── Material to process ──

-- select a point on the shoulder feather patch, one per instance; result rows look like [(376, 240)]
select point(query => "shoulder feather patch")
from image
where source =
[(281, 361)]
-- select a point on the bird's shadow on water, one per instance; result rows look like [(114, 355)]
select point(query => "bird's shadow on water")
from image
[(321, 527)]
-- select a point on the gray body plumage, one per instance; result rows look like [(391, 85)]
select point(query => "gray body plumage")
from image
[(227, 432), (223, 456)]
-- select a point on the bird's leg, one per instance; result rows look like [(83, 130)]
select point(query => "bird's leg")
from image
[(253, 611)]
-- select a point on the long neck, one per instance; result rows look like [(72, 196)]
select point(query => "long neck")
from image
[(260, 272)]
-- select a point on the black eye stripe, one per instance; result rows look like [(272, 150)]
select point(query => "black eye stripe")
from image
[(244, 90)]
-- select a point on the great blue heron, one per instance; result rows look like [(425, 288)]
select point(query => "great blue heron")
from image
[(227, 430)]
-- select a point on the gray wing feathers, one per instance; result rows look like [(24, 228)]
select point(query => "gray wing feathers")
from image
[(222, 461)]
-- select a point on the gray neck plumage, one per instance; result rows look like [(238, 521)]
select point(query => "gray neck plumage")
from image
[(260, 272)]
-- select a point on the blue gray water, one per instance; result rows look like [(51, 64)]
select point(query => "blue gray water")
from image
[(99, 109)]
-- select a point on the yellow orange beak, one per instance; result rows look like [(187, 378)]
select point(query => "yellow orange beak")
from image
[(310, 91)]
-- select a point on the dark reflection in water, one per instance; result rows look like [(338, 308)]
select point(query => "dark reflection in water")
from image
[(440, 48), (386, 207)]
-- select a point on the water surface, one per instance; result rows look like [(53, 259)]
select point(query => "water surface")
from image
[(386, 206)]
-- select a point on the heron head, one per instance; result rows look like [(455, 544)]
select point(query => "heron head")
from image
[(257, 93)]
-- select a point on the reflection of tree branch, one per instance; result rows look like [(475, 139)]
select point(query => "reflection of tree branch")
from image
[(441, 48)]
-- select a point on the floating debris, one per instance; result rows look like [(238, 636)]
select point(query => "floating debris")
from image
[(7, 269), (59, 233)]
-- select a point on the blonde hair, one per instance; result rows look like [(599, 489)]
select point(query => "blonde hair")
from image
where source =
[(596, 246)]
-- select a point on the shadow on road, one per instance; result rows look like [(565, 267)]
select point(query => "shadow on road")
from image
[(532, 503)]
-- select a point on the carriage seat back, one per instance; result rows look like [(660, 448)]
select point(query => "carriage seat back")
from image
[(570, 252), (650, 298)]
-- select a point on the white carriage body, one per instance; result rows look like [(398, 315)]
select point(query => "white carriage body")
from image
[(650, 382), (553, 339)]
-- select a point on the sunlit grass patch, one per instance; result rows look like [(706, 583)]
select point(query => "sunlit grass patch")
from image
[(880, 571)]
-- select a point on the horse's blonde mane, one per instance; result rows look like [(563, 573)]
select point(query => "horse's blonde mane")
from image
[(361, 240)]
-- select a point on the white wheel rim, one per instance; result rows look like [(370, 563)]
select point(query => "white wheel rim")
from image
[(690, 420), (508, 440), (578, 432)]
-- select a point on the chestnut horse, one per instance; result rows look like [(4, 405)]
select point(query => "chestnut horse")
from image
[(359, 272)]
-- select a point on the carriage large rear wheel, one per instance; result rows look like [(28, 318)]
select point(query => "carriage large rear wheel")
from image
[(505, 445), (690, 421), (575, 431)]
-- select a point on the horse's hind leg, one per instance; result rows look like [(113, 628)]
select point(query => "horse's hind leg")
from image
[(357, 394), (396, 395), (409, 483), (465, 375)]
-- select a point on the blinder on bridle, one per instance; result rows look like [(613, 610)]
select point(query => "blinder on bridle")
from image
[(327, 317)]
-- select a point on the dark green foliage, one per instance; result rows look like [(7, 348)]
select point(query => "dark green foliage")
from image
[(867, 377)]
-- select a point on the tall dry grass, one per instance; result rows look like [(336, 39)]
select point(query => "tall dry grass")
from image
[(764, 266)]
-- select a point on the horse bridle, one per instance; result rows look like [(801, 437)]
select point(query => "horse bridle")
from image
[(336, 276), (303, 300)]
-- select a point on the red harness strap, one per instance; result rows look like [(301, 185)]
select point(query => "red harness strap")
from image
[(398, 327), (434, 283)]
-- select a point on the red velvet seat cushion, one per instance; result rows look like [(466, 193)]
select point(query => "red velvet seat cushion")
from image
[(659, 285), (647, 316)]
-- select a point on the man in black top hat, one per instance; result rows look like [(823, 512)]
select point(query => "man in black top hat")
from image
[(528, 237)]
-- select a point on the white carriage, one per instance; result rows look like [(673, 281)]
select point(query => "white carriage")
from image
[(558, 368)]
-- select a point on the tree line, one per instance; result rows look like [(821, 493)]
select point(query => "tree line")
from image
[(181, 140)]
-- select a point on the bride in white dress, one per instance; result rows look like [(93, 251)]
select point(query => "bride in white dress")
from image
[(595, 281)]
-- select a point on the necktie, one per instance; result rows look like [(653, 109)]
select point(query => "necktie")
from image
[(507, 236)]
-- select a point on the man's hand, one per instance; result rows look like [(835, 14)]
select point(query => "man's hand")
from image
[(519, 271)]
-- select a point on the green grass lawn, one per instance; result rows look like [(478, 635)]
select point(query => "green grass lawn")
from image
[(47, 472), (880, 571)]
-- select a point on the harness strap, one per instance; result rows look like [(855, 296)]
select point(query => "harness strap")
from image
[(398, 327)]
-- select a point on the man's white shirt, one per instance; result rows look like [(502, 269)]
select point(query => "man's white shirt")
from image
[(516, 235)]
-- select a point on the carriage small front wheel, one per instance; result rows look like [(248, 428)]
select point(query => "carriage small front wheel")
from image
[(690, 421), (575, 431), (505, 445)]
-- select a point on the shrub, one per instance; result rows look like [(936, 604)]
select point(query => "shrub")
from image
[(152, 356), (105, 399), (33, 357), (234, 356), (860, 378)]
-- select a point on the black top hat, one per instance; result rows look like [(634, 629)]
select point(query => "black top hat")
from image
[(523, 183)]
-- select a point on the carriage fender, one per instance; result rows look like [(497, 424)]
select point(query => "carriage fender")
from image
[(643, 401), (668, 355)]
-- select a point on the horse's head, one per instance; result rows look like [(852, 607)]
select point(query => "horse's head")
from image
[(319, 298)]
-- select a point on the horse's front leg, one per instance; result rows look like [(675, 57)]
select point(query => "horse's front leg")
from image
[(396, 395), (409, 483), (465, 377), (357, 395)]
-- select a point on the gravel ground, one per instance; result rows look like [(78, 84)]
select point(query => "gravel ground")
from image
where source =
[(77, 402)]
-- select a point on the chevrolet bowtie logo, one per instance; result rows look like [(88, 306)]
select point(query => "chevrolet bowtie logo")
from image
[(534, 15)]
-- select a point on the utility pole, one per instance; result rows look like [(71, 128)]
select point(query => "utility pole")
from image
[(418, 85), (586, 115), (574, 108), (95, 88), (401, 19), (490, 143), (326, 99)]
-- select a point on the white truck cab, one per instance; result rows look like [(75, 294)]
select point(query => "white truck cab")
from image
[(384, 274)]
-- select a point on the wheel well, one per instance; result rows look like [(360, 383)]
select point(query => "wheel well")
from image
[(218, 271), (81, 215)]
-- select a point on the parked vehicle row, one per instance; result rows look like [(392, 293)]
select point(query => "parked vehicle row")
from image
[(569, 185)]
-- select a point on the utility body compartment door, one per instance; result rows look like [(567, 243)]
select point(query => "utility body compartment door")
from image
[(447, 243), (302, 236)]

───

### Written exercise
Reproduce the lines above, changing every occurrence of "one per instance" to "one for each instance" and leaving everything else unchanged.

### Solution
-- select a point on the shoulder feather patch, one for each instance; result rows look like [(376, 240)]
select point(query => "shoulder feather patch")
from image
where source =
[(281, 361)]
-- select a point on the bird's shadow on water, one for each instance; result rows look like [(114, 355)]
select point(query => "bird's shadow on water")
from image
[(321, 527)]
-- select a point on the gray body plumage, one for each instance; result rows look like [(391, 85)]
select point(query => "gray body plumage")
from image
[(227, 432), (223, 456)]
-- select a point on the bird's leg, one for each instance; result rows look like [(83, 130)]
select point(query => "bird's leg")
from image
[(253, 611)]
-- select a point on the long neck, one for each instance; result rows look like [(72, 196)]
select point(query => "long neck")
from image
[(260, 272)]
-- select a point on the black eye stripe, one for each instance; result rows look like [(272, 150)]
select point(query => "black eye stripe")
from image
[(244, 90)]
-- select a point on the great blue heron, one for each instance; result rows look like [(425, 288)]
select point(query => "great blue heron")
from image
[(227, 430)]
-- select a point on the gray wing feathers, one for each instance; result rows look like [(24, 228)]
select point(query => "gray wing feathers")
from image
[(222, 461)]
-- select a point on the gray neck plumage, one for each instance; result rows look like [(238, 521)]
select point(query => "gray neck plumage")
from image
[(260, 272)]
-- select a point on the blue gray water, one for each instance; result rows look like [(51, 64)]
select point(query => "blue gray water")
from image
[(99, 109)]
-- select a point on the yellow orange beak, one for each instance; result rows look like [(187, 378)]
select point(query => "yellow orange beak")
from image
[(310, 91)]
-- select a point on the dark reflection in water, one for each instance; result rows look like [(338, 308)]
select point(query => "dark reflection in water")
from image
[(440, 48), (386, 207)]
-- select a point on the water surface, one for each instance; result rows look like [(53, 259)]
select point(query => "water surface")
from image
[(386, 206)]
-- select a point on the heron head, one for each instance; result rows look like [(455, 544)]
select point(query => "heron head")
from image
[(257, 93)]
-- select a point on the reflection of tree branch, one for each instance; result rows look like [(475, 139)]
select point(query => "reflection of tree branch")
from image
[(441, 48)]
-- select a point on the floating debris, one for each instance; result rows look like [(238, 636)]
select point(query => "floating debris")
from image
[(7, 269), (59, 233)]
-- select a point on the blonde hair, one for each instance; result rows look like [(599, 489)]
select point(query => "blonde hair")
from image
where source =
[(596, 246)]
-- select a point on the shadow on road, one for each instance; result rows look like [(565, 267)]
select point(query => "shadow on road")
from image
[(532, 503)]
-- select a point on the carriage seat back, one for each instance; result rows look like [(660, 448)]
select point(query => "carriage seat back")
from image
[(570, 252), (650, 298)]
-- select a point on the white carriage body, one for each instance; result rows look like [(398, 315)]
select point(query => "white carriage body")
from image
[(650, 382), (553, 339)]
-- select a point on the sunlit grass patch, one for each instance; result rows look like [(706, 583)]
select point(query => "sunlit grass patch")
from image
[(880, 571)]
-- select a point on the horse's blonde mane, one for each instance; result rows look like [(563, 573)]
select point(query => "horse's blonde mane")
from image
[(361, 240)]
-- select a point on the white wheel rim, one for each instance; result rows look like [(370, 563)]
select point(query => "white wheel rim")
from image
[(690, 420), (508, 440), (578, 432)]
-- select a point on the chestnut horse, one for each instance; result rows look like [(4, 405)]
select point(query => "chestnut horse")
from image
[(359, 272)]
-- select a point on the carriage large rear wheel, one for each instance; result rows look like [(28, 318)]
select point(query => "carriage large rear wheel")
from image
[(505, 445), (690, 421), (575, 431)]
-- select a point on the horse's hind leg, one for each instance; result rows look like [(113, 628)]
select point(query => "horse's hind leg")
from image
[(357, 394), (396, 395), (409, 483), (465, 375)]
-- select a point on the blinder on bridle, one for each instance; result rows look like [(613, 610)]
select point(query => "blinder on bridle")
from image
[(327, 317)]
-- select a point on the dark green foliage, one for each instance; result rows look like [(7, 348)]
select point(query => "dark green foliage")
from image
[(867, 377)]
-- select a point on the tall dry grass, one for each instance; result rows look like [(336, 39)]
select point(query => "tall dry grass")
from image
[(764, 266)]
-- select a point on the horse bridle, one for each instance; result rows look like [(801, 437)]
select point(query => "horse bridle")
from image
[(336, 276), (303, 300)]
-- select a point on the red harness strap, one for each instance; result rows look like [(301, 185)]
select point(query => "red harness strap")
from image
[(398, 327), (434, 283)]
-- select a point on the red velvet seat cushion, one for each instance; result rows look like [(466, 193)]
select point(query => "red velvet seat cushion")
from image
[(659, 285), (647, 316)]
-- select a point on the man in black top hat, one for each instance; result rows look like [(823, 512)]
select point(query => "man in black top hat")
from image
[(528, 237)]
-- select a point on the white carriage, one for each instance; result rows look like [(673, 281)]
select point(query => "white carriage")
from image
[(558, 368)]
-- select a point on the tree line, one for each instance; result rows look like [(821, 493)]
select point(query => "tree line")
from image
[(181, 140)]
-- select a point on the bride in white dress, one for each instance; result rows look like [(93, 251)]
select point(query => "bride in white dress")
from image
[(595, 281)]
-- select a point on the necktie, one for each instance; result rows look like [(653, 109)]
select point(query => "necktie")
from image
[(507, 236)]
-- select a point on the man's hand, one for each instance; result rows look like [(835, 14)]
select point(query => "man's hand")
from image
[(519, 271)]
-- select a point on the green grass lawn, one for each instance; result rows look like [(478, 635)]
select point(query => "green grass lawn")
from image
[(47, 472), (880, 571)]
-- select a point on the harness strap, one for each instance; result rows look like [(855, 296)]
select point(query => "harness strap")
from image
[(398, 327)]
-- select a point on the man's white shirt, one for each instance; result rows look like [(502, 269)]
select point(query => "man's white shirt")
from image
[(516, 235)]
-- select a point on the carriage small front wheel, one for each instance; result rows look like [(248, 428)]
select point(query => "carriage small front wheel")
from image
[(690, 421), (575, 431), (505, 445)]
-- select a point on the shrub, one for each instance; result rows look like [(936, 604)]
select point(query => "shrub")
from image
[(152, 356), (105, 399), (33, 357), (234, 356), (860, 378)]
-- select a point on the black top hat, one for each instance; result rows look like [(634, 629)]
select point(query => "black top hat")
from image
[(523, 183)]
-- select a point on the carriage fender, one for each instance; result rows look like [(497, 424)]
select point(query => "carriage fender")
from image
[(643, 401), (668, 355)]
-- select a point on the horse's head, one for each instance; result rows look like [(852, 607)]
select point(query => "horse's head")
from image
[(319, 298)]
-- select a point on the horse's front leg, one for each instance; result rows look like [(675, 57)]
select point(query => "horse's front leg")
from image
[(396, 395), (409, 483), (465, 377), (357, 395)]
-- select a point on the gravel ground, one for each instance; result rows look like [(78, 84)]
select point(query => "gravel ground")
from image
where source =
[(77, 402)]
-- select a point on the chevrolet bowtie logo, one for each instance; result rows look like [(88, 306)]
select point(query => "chevrolet bowtie logo")
from image
[(534, 15)]
-- select a point on the utility pole, one for each instance; result rows look like [(71, 128)]
select point(query => "utility pole")
from image
[(418, 85), (586, 115), (574, 108), (95, 88), (401, 19), (490, 143), (326, 99)]
-- select a point on the white truck cab, one for each instance; result rows look like [(75, 294)]
select point(query => "white truck cab")
from image
[(384, 274)]
-- select a point on the wheel well, one for each instance; result rows look like [(360, 383)]
select point(query => "wheel well")
from image
[(218, 271), (81, 215)]
-- select a point on the parked vehicle row, one for each instance; result rows look like [(392, 293)]
select point(query => "parked vehicle row")
from image
[(569, 185)]
-- select a point on the utility body compartment door, one for each instance; result rows look like [(567, 243)]
select point(query => "utility body compartment door")
from image
[(447, 243), (302, 236)]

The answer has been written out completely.